## [ACTIVITY LIST]
(1) Transcribe the article on pandemic child care from "Day care centers" to "much as possible.".
(2) In the article on pandemic child care, turn the paragraph beginning "James and her team of four other dedicated caregivers" into a short list that keeps its main facts.

## [EXCERPT]
↓
Caring for Kids While Parents Work During the Pandemic is a Valuable Public Service
By Jessica Powell ·
Caring for Kids While Parents Work During the Pandemic is a Valuable Public Service
Ronora James

The phrase “It takes a village” has never been truer than right now, during the global coronavirus pandemic.

Ronora James runs Ora’s Place, a group family day care in her home that has served families in Rochester, N.Y. for the past decade.

James, who is vice president of CSEA/VOICE Local 100A, a local that represents family child care providers throughout New York state, is one of thousands of AFSCME members on the front lines of the COVID-19 crisis.

Most of the country’s children are out of school as the pandemic is forcing widespread school closures across the United States. On Wednesday, New York joined the list. All 50 states have taken drastic measures to prevent the spread of infection. But some day cares remain open.

“The families we serve are very glad we are still open. Over the weekend, when they anticipated the schools closing, I received nine text messages … all with the same plea: ‘Please be open,’” James says.

The need for quality child care services is especially great for emergency workers with young children.

“Fortunately, our parents who are teachers are keeping their children home with them, which frees up space for our other families,” James explains. “Many of them are in the health care field – nurses, nursing assistants, and caregivers supporting patients with developmental disabilities –and they are mandated to work during the crisis.”

She has no plans to close any time soon.

“We are not closing until we’re told by the state,” she says.

Day care centers and home-based child care providers across the nation are following guidelines issued by the Centers for Disease Control and Prevention and the states, trying to limit the number of children in groups and practicing social distancing as much as possible.

James and her team of four other dedicated caregivers – two assistant teachers and two substitutes – are following this guidance by taking extra precautions these days to keep everyone safe and healthy: “Washing hands more. Sanitizing more. Practicing safety and fire drills. We also have a sign posted asking you to not enter our day care if you are sick.”

The Office of Child and Family Services in Monroe County, New York, is offering temporary waivers that will allow group family child care providers to raise the standard provider-to-child ratio. Ronora has applied for one.

Before the COVID-19 crisis, James and her team typically provided care for six children ranging in age from infants to 4 years old. These days, they care for 16 children – mostly school age –while their parents must go to work.

James has requested a waiver to care for an additional four to six school-age children. If granted, the waiver would allow her to watch up to six additional school age children, bringing her day care’s capacity to 22. This will come in handy if other families in her community need child care services while they perform essential work during the COVID-19 crisis.

AFSCME members are pushing the federal government to send more direct aid to state and local governments. This is to help states and localities continue to provide quality public services to their residents and offer financial relief for individuals such as family child care providers who have been impacted by the coronavirus pandemic.

Child care providers across the country provide an essential service in our communities every day. The health and well-being of the children, their families and her team are at the heart and soul of the essential work James does – and the importance of that work is magnified during this crisis.

That’s one of the reasons why she says she has a lot to be thankful for: “All of our kids are happy, healthy and having a ball!”
↑
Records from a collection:
↓
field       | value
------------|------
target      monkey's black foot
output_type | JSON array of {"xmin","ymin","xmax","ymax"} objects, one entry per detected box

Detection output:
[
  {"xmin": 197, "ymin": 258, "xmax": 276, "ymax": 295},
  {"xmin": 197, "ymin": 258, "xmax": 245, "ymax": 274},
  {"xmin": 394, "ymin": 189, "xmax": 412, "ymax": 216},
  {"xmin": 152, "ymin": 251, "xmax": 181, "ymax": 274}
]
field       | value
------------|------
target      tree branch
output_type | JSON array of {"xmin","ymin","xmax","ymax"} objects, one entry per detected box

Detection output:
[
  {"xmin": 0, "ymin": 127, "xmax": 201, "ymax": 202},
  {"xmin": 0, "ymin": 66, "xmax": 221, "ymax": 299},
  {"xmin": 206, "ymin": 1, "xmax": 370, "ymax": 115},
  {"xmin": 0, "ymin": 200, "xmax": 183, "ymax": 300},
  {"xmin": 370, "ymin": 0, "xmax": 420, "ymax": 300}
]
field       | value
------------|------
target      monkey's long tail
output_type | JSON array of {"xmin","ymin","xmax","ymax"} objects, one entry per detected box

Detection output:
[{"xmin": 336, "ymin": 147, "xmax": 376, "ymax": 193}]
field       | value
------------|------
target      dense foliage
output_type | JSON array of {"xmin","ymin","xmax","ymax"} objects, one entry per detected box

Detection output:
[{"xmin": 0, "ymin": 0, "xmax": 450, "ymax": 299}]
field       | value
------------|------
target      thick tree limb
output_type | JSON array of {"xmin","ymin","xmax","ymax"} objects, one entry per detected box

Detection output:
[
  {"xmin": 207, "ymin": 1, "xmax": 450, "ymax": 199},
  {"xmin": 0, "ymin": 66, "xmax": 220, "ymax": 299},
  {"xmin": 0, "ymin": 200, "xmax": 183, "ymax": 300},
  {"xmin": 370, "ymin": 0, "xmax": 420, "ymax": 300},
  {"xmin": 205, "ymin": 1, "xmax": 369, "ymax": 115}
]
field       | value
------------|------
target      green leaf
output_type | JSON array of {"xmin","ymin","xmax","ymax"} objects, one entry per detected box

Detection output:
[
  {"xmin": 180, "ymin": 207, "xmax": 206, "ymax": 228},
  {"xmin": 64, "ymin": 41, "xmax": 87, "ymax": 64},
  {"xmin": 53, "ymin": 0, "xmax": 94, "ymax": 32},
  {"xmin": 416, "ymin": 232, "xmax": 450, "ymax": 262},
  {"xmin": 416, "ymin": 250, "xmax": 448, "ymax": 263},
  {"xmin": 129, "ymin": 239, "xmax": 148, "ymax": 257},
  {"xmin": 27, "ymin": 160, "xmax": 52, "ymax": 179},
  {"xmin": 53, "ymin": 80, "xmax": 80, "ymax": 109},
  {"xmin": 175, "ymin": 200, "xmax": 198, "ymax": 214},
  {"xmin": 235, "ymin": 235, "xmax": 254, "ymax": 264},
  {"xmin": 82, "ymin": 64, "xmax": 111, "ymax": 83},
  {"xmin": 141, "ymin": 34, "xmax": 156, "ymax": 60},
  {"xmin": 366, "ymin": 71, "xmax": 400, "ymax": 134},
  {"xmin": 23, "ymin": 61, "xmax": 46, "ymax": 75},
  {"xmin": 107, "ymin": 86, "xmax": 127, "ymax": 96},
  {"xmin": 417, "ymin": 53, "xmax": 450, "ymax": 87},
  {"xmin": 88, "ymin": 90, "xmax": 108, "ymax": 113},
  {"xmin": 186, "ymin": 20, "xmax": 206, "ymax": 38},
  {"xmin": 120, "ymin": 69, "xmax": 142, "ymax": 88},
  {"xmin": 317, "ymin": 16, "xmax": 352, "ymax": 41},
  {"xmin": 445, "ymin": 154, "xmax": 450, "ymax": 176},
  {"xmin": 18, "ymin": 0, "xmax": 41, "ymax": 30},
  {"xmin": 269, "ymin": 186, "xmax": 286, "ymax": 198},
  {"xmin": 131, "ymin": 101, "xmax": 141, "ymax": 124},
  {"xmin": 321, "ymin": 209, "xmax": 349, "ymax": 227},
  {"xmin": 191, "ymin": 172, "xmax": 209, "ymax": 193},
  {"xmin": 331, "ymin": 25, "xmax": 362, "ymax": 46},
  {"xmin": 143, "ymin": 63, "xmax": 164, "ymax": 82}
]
↑
## [SOLUTION SET]
(1)
Day care centers and home-based child care providers across the nation are following guidelines issued by the Centers for Disease Control and Prevention and the states, trying to limit the number of children in groups and practicing social distancing as much as possible.

(2)
- James works with four other caregivers: two assistant teachers and two substitutes.
- Following official guidance, they take extra precautions to keep everyone safe and healthy:
  - washing hands more
  - sanitizing more
  - practicing safety and fire drills
  - posting a sign asking people not to enter the day care if they are sick